A few reports have concluded that pottery clay can cause allergic contact dermatitis because of the presence of cobalt, which is a top allergen. The biggest risk is to people who handle and form the raw materials (in Management of Positive Patch Test Reactions, for example, the recommendation is to avoid “wet alkaline clay containing cobalt.”) As well, keep in mind that an allergy to cobalt frequently means an allergy to nickel. Fired, dried, and finished clay pots and products, however, should be fine, unless the finish itself contains an allergen.
If you have a history of sensitive skin, don’t guess: random trial and error can cause more damage. Ask your dermatologist about a patch test.
SYMPTOMS OF CLAY ALLERGIES
A red rash or red patches of skin, especially inside the folds of the elbows and knees
Dry skin, which can crack and possibly bleed
Sneezing and an itchy, runny or blocked nose
Wheezing, chest tightness, shortness of breath, and a cough
Swollen lips, tongue, eyes, or face
The symptoms vary depending on how you come into contact with the clay. You may have a runny nose if exposed to a mold of clay and probably develop a rash if you have a skin allergy to the clay.

_What this exercise asks_
1) Answer these questions using the clay allergy text.
(a) Which top allergen in pottery clay do some reports blame for allergic contact dermatitis?
(b) What test should people with a history of sensitive skin ask their dermatologist about?
(c) What symptom might someone have after exposure to a mold of clay?
2) Quote the clay allergy text starting with "A few reports" and going on through "contains an allergen.".
3) Continue the clay allergy text from its final sentence.

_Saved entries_
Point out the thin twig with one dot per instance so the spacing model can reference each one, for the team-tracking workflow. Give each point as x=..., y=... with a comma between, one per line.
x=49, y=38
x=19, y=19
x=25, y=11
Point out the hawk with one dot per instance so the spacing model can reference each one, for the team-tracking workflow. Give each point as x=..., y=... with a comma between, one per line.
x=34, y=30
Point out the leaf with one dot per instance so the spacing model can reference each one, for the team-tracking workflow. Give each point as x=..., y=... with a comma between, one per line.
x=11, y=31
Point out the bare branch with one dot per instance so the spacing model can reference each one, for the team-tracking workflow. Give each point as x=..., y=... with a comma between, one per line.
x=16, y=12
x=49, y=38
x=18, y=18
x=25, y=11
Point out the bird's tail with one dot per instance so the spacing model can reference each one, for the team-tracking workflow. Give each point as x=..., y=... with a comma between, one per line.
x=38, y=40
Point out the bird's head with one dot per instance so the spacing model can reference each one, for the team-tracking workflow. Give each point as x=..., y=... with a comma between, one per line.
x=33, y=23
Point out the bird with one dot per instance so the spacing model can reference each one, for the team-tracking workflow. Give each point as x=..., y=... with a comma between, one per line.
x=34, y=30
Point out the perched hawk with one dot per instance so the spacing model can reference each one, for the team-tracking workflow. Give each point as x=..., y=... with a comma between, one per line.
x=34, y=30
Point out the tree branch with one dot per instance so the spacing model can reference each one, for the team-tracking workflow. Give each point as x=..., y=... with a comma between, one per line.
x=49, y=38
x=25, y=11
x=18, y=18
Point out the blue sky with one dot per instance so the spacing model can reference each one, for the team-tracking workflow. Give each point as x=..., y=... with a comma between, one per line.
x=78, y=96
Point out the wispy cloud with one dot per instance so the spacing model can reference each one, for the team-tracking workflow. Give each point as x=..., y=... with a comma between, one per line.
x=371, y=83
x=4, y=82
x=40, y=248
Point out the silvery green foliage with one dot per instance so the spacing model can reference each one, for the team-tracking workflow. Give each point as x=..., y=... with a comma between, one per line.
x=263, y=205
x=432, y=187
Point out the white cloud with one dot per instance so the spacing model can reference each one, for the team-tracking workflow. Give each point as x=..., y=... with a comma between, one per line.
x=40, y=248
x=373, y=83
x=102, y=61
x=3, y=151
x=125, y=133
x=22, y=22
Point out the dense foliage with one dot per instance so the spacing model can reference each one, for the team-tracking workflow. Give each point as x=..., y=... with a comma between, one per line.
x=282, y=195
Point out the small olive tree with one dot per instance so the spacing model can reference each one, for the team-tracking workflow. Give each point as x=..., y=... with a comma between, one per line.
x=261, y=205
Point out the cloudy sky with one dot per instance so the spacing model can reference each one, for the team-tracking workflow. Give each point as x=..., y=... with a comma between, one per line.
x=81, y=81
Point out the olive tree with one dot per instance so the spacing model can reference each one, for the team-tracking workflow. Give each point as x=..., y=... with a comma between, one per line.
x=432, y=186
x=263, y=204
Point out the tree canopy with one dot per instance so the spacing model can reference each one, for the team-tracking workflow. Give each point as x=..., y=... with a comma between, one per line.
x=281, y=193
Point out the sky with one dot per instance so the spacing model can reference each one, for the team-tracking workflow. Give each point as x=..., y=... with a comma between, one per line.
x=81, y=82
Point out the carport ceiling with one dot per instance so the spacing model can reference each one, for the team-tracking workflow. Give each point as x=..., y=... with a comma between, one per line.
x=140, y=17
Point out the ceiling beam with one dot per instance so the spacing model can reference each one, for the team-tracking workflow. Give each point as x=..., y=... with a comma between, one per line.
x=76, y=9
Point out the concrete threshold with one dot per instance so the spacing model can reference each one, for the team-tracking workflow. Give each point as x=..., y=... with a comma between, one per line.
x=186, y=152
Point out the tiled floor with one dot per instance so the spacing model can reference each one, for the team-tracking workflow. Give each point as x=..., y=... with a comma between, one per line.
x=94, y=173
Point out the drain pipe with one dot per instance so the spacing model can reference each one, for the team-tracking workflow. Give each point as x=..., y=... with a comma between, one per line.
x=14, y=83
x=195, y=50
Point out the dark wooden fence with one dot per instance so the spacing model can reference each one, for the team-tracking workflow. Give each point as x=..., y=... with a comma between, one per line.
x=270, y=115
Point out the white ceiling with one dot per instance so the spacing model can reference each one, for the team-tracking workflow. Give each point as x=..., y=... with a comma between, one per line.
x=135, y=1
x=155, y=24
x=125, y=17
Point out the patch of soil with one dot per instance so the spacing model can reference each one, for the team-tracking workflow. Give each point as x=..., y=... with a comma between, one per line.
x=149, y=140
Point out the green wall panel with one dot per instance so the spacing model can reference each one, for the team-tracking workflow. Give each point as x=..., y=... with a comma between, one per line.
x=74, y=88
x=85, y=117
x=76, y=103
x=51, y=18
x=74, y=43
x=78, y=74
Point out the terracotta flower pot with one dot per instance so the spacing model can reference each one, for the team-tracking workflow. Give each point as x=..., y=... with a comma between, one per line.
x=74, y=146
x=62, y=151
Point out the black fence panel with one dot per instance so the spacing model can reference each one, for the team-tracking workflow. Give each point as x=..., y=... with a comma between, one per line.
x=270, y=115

_Answers by item number_
1)
(a) Cobalt.
(b) A patch test.
(c) A runny nose.

2)
A few reports have concluded that pottery clay can cause allergic contact dermatitis because of the presence of cobalt, which is a top allergen. The biggest risk is to people who handle and form the raw materials (in Management of Positive Patch Test Reactions, for example, the recommendation is to avoid “wet alkaline clay containing cobalt.”) As well, keep in mind that an allergy to cobalt frequently means an allergy to nickel. Fired, dried, and finished clay pots and products, however, should be fine, unless the finish itself contains an allergen.

3)
The location of eczema may change with age. In infants and young children, eczema is usually located on the cheeks, outside of the elbows, and on the knees. In older children and adults, eczema is typically on the hands and feet, the arms, and the back of the knees.
Symptoms can be painful, and cause skin coloring changes, and blisters. The itch associated with “clay eczema” can be very severe, and often interrupts sleep. Scratching of the skin may lead to an infection. Infants with eczematous dermatitis may rub against bedding or other things to relieve the itch.
People diagnosed with eczematous dermatitis can manage the condition with the guidance of an allergist. In cases of moderate or severe eczema, an allergist may recommend prescription medication, including topical steroids and/or antihistamines. Milder cases may be treated with ointments such as petroleum jelly, and moisturizers. Those should be applied daily, even when the skin appears clear, to help prevent dryness.
If you are diagnosed with eczema, you should avoid harsh cleansers, drink water often, wear gloves while working on pottery pieces, especially in cold weather, and avoid wearing materials such as wool, which could irritate the skin. Eczema can also be caused by foods, cosmetics, soaps, wool, dust mites, mold, pollen, dog or cat dander, dry climate, and other variables.
If your child is allergic to pottery clay and he/she comes in contact with it, you should bathe him immediately and immediately apply moisturizer after the bath. You should limit the use of pH-balanced skin cleansers after frequent bathing, along with gentle patting dry, and the immediate application of a moisturizer to “seal” in moisture. This technique is called “soak and smear” and can provide relief from the itching that comes with eczema.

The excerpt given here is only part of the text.